Grounding-MD: Grounded Video-language Pre-training for Open-World Moment Detection

TL;DR

Grounding-MD tackles open-world moment detection by unifying Temporal Action Detection and Moment Retrieval under a structured prompt framework. It introduces a Cross-Modality Fusion Encoder and a Text-Guided Fusion Decoder to achieve deep video-text alignment, supplemented by a Query-Wise Pooler to stabilize cross-task training. Pretraining on large-scale TAD and MR data yields robust video-text cognition, enabling strong zero-shot and supervised performance across ActivityNet, THUMOS14, ActivityNet-Captions, and Charades-STA. The approach achieves state-of-the-art results with favorable efficiency compared to Video-LLM baselines, highlighting its potential for scalable open-world video understanding.

Abstract

Temporal Action Detection and Moment Retrieval constitute two pivotal tasks in video understanding, focusing on precisely localizing temporal segments corresponding to specific actions or events. Recent advancements introduced Moment Detection to unify these two tasks, yet existing approaches remain confined to closed-set scenarios, limiting their applicability in open-world contexts. To bridge this gap, we present Grounding-MD, an innovative, grounded video-language pre-training framework tailored for open-world moment detection. Our framework incorporates an arbitrary number of open-ended natural language queries through a structured prompt mechanism, enabling flexible and scalable moment detection. Grounding-MD leverages a Cross-Modality Fusion Encoder and a Text-Guided Fusion Decoder to facilitate comprehensive video-text alignment and enable effective cross-task collaboration. Through large-scale pre-training on temporal action detection and moment retrieval datasets, Grounding-MD demonstrates exceptional semantic representation learning capabilities, effectively handling diverse and complex query conditions. Comprehensive evaluations across four benchmark datasets including ActivityNet, THUMOS14, ActivityNet-Captions, and Charades-STA demonstrate that Grounding-MD establishes new state-of-the-art performance in zero-shot and supervised settings in open-world moment detection scenarios. All source code and trained models will be released.

Paper Structure

This paper contains 17 sections, 9 equations, 3 figures, 8 tables.

Figures (3)

  • Figure 1: Illustration of UniMD zeng2024unimd and Grounding-MD. UniMD operates under a closed-set assumption, limiting its applicability in open-world scenarios. In contrast, Grounding-MD supports user-defined action categories and open-ended natural language event descriptions, enabling it to adapt to diverse and dynamic user queries in open-world environments.

Data provided:
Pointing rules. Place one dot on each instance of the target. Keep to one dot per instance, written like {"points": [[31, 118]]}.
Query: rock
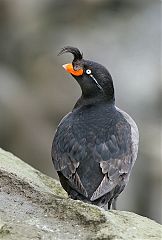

Problems and tasks:
(1) Copy the stretch of the Grounding-MD text from "Paper Structure" through "in open-world environments.", renaming "closed-set" to "fixed-category".
(2) According to the Grounding-MD text, how many tables does the paper contain?
(3) List the benchmark datasets on which the Grounding-MD text says the framework was evaluated.
Answer from the Grounding-MD text only, not the material.

Responses to the tasks:
(1)
Paper Structure

This paper contains 17 sections, 9 equations, 3 figures, 8 tables.

Figures (3)

  • Figure 1: Illustration of UniMD zeng2024unimd and Grounding-MD. UniMD operates under a fixed-category assumption, limiting its applicability in open-world scenarios. In contrast, Grounding-MD supports user-defined action categories and open-ended natural language event descriptions, enabling it to adapt to diverse and dynamic user queries in open-world environments.

(2) 8

(3)
ActivityNet
THUMOS14
ActivityNet-Captions
Charades-STA